**Task requirements**
According to the mailing-list message about using Valgrind below, which commit introduced the nbtree VACUUM bug that the patch found?

Using Valgrind to detect faulty buffer accesses (no pin or buffer content lock held)

From: Peter Geoghegan <pg(at)bowt(dot)ie>
To: Andres Freund <andres(at)anarazel(dot)de>, Alvaro Herrera <alvherre(at)2ndquadrant(dot)com>, Masahiko Sawada <masahiko(dot)sawada(at)2ndquadrant(dot)com>
Cc: PostgreSQL Hackers <pgsql-hackers(at)lists(dot)postgresql(dot)org>
Subject: Using Valgrind to detect faulty buffer accesses (no pin or buffer content lock held)
Date: 2020-04-25 01:37:44
Message-ID: CAH2-WzkLgyN3zBvRZ1pkNJThC=xi_0gpWRUb_45eexLH1+k2_Q@mail.gmail.com
Views: Raw Message | Whole Thread | Download mbox | Resend email
Thread:
Lists: pgsql-hackers

I recently expressed an interest in using Valgrind memcheck to detect
access to pages whose buffers do not have a pin held in the backend,
or do not have a buffer lock held (the latter check makes sense for
pages owned by index access methods). I came up with a quick and dirty
patch, that I confirmed found a bug in nbtree VACUUM that I spotted
randomly:

https://postgr.es/m/CAH2-Wz=WRu6NMWtit2weDnuGxdsWeNyFygeBP_zZ2Sso0YAGFg@mail.gmail.com

(This is a bug in commit 857f9c36cda.)

**Exercise data**
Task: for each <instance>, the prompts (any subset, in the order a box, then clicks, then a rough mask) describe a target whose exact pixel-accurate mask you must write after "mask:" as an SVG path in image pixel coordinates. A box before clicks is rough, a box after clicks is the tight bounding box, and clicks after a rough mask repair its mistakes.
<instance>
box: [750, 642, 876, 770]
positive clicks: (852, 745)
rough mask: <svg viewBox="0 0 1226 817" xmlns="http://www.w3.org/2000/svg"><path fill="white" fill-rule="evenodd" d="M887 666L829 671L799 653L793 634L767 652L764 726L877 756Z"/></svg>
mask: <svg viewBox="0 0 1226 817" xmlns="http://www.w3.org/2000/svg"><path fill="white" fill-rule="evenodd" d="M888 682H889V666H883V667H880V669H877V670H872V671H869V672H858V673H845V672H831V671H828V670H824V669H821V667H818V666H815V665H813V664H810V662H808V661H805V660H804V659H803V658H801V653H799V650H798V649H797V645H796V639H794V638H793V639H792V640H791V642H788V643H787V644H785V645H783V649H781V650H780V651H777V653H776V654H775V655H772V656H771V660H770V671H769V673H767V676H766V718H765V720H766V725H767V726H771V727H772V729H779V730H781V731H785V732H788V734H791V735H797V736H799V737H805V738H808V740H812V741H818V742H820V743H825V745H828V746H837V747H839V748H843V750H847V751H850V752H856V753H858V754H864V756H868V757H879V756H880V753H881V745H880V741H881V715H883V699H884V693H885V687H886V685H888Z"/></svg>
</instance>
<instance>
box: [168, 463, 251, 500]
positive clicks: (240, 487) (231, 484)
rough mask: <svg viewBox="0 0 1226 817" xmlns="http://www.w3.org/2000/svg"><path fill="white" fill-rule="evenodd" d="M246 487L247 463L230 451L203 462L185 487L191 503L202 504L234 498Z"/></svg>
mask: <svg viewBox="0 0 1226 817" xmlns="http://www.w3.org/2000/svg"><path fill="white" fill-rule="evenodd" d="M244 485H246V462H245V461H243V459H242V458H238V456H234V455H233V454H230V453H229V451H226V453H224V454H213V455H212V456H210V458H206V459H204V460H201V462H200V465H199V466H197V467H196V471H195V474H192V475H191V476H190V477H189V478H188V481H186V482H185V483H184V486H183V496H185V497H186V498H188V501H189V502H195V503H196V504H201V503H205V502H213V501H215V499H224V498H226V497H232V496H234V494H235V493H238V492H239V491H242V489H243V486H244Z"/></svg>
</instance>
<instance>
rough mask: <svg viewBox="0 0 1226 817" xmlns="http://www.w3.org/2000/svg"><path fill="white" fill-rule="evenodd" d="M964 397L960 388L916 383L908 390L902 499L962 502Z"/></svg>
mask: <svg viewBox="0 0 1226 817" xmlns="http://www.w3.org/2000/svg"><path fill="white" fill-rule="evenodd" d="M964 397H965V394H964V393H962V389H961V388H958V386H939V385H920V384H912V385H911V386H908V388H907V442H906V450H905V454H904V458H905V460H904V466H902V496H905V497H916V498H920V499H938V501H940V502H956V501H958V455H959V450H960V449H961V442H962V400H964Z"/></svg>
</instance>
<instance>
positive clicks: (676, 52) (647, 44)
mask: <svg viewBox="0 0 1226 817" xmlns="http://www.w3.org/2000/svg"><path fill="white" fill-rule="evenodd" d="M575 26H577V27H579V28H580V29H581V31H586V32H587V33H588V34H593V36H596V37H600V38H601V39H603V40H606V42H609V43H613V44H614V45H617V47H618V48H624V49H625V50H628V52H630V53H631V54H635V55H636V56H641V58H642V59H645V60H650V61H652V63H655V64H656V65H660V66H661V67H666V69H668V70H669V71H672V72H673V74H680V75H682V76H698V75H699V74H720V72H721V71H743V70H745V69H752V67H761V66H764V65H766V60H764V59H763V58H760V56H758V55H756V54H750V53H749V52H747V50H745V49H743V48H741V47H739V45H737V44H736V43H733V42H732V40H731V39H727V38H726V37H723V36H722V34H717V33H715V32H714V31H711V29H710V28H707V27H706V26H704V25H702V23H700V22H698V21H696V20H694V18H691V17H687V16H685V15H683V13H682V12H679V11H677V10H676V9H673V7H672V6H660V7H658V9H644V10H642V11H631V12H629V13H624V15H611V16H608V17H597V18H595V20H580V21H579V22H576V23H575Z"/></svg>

**Written solution**
Commit 857f9c36cda.